What you have to do:
Pull every line from the entries below and reproduce each one verbatim, in the same order.

■ ■ ■ ■ ■

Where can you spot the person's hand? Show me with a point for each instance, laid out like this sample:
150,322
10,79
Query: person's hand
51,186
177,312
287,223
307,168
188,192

■ ■ ■ ■ ■

Task response:
Where can you spot the person's hand? Show me with a point for each instance, laid out like this sample:
150,322
10,79
Query: person's hand
51,186
177,312
287,223
307,168
188,192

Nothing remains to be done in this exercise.